==== Selected passage

Corydalis yanhusuo

Scientific classification
- Kingdom: Plantae
- Clade: Tracheophytes
- Clade: Angiosperms
- Clade: Eudicots
- Order: Ranunculales
- Family: Papaveraceae
- Genus: Corydalis
- Species: C. yanhusuo
- Binomial name: Corydalis yanhusuo W.T.Wang

= Corydalis yanhusuo =

- Genus: Corydalis
- Species: yanhusuo
- Authority: W.T.Wang

Species of flowering plant in the poppy family

Corydalis yanhusuo is a plant species in the genus Corydalis. The Chinese name for Corydalis yanhusuo is yan hu suo (延胡索 (延胡索, yán hú suǒ, extended barbarian rope)). The Japanese common name is engosaku (エンゴサク) and the Korean common name is hyeonhosaek (현호색). English common names include yanhusuo, corydalis, and Asian corydalis. The tuber of this plant, frequently mislabeled as the root, is an important therapeutic agent in traditional Chinese medicine. It is native to high-altitude grasslands across China including in the provinces of Anhui, Henan, Hubei, Hunan, Jiangsu, and Zhejiang, but is more widely cultivated.

========

# Exercise description:
Continue the article on Corydalis yanhusuo, starting after its last sentence.

==== Data provided

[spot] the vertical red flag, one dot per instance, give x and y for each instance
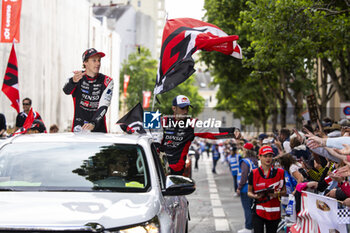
(146, 98)
(126, 83)
(10, 84)
(10, 20)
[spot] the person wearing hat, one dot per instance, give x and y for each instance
(91, 92)
(266, 185)
(179, 132)
(247, 164)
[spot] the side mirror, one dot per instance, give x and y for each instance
(178, 185)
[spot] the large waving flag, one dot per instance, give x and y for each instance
(133, 120)
(181, 38)
(10, 84)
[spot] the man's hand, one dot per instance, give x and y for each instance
(343, 171)
(336, 176)
(299, 137)
(78, 75)
(88, 126)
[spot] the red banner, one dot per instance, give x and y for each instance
(126, 83)
(146, 98)
(11, 16)
(10, 84)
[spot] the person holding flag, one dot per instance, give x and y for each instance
(178, 134)
(22, 116)
(92, 93)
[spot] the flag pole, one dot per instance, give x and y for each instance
(153, 102)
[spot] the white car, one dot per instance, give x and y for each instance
(89, 182)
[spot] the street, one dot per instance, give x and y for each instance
(213, 206)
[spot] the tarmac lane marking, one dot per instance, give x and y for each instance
(221, 223)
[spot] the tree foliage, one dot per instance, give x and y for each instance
(142, 70)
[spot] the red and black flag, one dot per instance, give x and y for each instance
(10, 85)
(133, 120)
(181, 38)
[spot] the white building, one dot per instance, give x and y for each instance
(54, 34)
(150, 21)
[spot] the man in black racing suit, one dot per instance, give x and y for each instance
(91, 92)
(179, 131)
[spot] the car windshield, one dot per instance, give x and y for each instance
(73, 167)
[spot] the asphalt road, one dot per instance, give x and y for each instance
(213, 206)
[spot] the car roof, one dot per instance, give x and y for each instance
(79, 137)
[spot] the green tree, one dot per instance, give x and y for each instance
(142, 70)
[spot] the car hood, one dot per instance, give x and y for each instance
(59, 209)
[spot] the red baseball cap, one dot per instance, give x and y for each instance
(266, 150)
(248, 146)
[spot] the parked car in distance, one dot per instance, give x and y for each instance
(89, 182)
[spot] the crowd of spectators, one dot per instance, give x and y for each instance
(315, 158)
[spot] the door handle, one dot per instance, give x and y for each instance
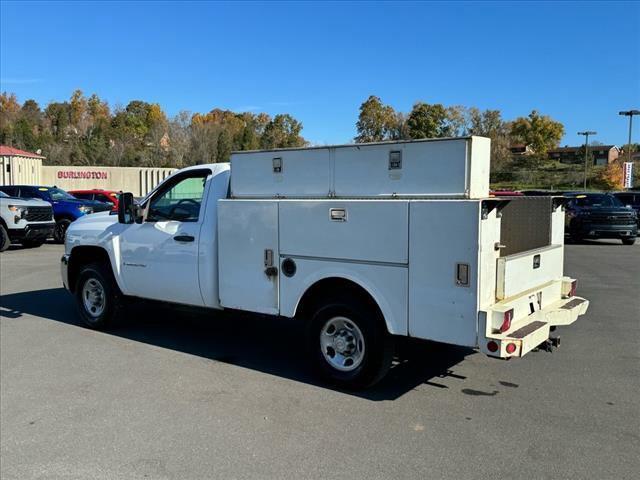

========

# Reply to the exercise:
==Description==
According to the Flora of China, this perennial herbaceous plant produces 5 to 15 purple-blue tubular flowers in clusters that curve out at the opening. The yellow, round tubers are up to 2.5 cm in diameter.

==History==
Yanhusuo is first mentioned in Ben Cao Shi Yi (Omissions from the Materia Medica), written by Chen Cang-Qi in 720 CE.

==Chemical compounds==
The alkaloid dehydrocorybulbine (DHCB) can be extracted from the roots of the plant. Tetrahydropalmatine is another major constituent alkaloid. Corydalis yanhusuo also contains the alkaloids glaucine and palmatine. It also contains the acetylcholinesterase inhibitor corydaline. N-Methyltetrahydroprotoberberines have been isolated from C. yanhusuo.